> **Aim of the task**
Each record that follows is to be output in full, precisely as written.

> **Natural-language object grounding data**

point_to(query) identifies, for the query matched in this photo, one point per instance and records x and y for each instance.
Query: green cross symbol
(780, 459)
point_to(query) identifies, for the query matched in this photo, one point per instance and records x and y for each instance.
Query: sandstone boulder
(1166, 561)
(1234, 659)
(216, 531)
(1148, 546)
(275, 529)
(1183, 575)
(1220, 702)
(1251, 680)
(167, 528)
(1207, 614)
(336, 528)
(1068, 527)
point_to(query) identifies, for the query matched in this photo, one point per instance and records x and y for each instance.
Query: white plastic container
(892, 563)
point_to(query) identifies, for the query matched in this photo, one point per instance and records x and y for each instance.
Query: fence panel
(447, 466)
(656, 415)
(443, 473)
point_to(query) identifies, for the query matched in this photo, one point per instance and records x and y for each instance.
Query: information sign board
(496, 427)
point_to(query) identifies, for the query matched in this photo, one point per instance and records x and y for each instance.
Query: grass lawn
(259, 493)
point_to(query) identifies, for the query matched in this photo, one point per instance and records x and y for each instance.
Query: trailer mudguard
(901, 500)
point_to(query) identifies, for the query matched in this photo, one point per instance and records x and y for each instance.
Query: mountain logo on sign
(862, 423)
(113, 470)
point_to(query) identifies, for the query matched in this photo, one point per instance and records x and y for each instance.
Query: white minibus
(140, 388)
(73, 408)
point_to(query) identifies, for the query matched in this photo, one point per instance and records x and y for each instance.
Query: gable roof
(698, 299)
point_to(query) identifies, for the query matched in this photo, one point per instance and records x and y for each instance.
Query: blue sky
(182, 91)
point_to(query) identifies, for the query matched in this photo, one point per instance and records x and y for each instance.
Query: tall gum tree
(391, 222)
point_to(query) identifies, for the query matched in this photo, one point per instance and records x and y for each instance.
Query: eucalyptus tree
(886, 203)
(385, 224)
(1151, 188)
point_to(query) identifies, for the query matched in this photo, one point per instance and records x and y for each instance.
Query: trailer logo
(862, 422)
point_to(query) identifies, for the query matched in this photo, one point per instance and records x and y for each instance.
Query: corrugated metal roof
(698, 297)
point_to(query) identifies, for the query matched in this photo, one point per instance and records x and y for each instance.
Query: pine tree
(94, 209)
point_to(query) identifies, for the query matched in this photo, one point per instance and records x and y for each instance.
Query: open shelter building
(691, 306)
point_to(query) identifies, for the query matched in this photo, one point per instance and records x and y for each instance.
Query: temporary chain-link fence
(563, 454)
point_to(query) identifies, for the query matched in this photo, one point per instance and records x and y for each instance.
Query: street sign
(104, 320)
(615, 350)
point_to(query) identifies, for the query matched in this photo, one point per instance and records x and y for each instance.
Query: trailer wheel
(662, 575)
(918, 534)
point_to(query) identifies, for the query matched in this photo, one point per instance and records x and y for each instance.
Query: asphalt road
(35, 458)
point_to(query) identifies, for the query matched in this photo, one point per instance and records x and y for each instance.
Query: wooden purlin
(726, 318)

> **The completed task**
point_to(query) identifies, for the query matched in this photo, one point per instance and records x and y for each instance.
Query: green cross symbol
(780, 459)
point_to(query) identifies, for the query matched in this photo, one point per instance and records x and y for each instance.
Query: sandstone boulder
(1166, 561)
(1234, 659)
(216, 531)
(1148, 546)
(275, 529)
(1183, 575)
(1220, 702)
(1251, 680)
(167, 528)
(1207, 614)
(336, 528)
(1068, 527)
point_to(query) identifies, for the query matched in this photo, one point per instance and records x and y for each instance.
Query: white plastic container
(892, 563)
point_to(query) identifies, for the query matched in this photo, one point per instance and records x and y for each instance.
Query: fence panel
(447, 466)
(656, 415)
(443, 473)
point_to(query) identifies, for the query matched in this photo, one point per instance and records x and y for each instance.
Query: information sign board
(496, 427)
point_to(query) identifies, for the query matched in this photo, one point per instance and records x and y for each instance.
Query: grass lawn
(259, 493)
point_to(query) identifies, for the query matched in this photo, one point per instance and records x and y for each instance.
Query: trailer mudguard
(901, 500)
point_to(query) identifies, for the query matched in this photo, one point per instance and records x and y for each instance.
Query: mountain logo on sign
(862, 423)
(113, 470)
point_to(query) identifies, for the query matched in this photo, one point per instance and records x and y for each instance.
Query: white minibus
(140, 388)
(73, 408)
point_to(query) identifies, for the query matched in this photo, one point per instance and records x and y for each instance.
Query: gable roof
(698, 299)
point_to(query) identifies, for the query matched in this photo, one point per instance and records x and y for each instance.
Query: blue sky
(182, 91)
point_to(query) identifies, for the query matched in this photo, one point per instance and records x and y for each instance.
Query: tall gum tree
(391, 222)
point_to(query) identifies, for the query matched in this photo, one point per instance and records x and y for each instance.
Query: eucalyptus tree
(886, 203)
(385, 224)
(1151, 188)
point_to(query) identifies, for the query matched in this photo, one point per instance and records x and y for each instance.
Query: trailer logo
(862, 422)
point_to(query) identifies, for the query matched in this photo, one point per instance and records x and y for each instance.
Query: corrugated metal roof
(698, 297)
point_to(query) identifies, for the query matched in this photo, one point per instance and records x and y for each instance.
Query: pine tree
(94, 209)
point_to(query) identifies, for the query matched in this photo, one point per instance and records x and y for each instance.
Query: open shelter building
(691, 306)
point_to(query) identifies, for the query matched in this photo, one point per instance and records x and y for each instance.
Query: temporary chain-link fence
(563, 454)
point_to(query) identifies, for the query matched in this photo, one point per instance and records x and y for each instance.
Query: street sign
(104, 320)
(615, 350)
point_to(query) identifies, for the query matched in this photo, one point per instance and records x and y for each instance.
Query: trailer wheel
(662, 575)
(918, 534)
point_to(query) identifies, for the query matched in this photo, one point per instance and records x and y for each instance.
Query: asphalt road
(35, 458)
point_to(query) identifies, for the query matched in this photo, one point per instance and records x and y for each instance.
Query: wooden purlin
(726, 318)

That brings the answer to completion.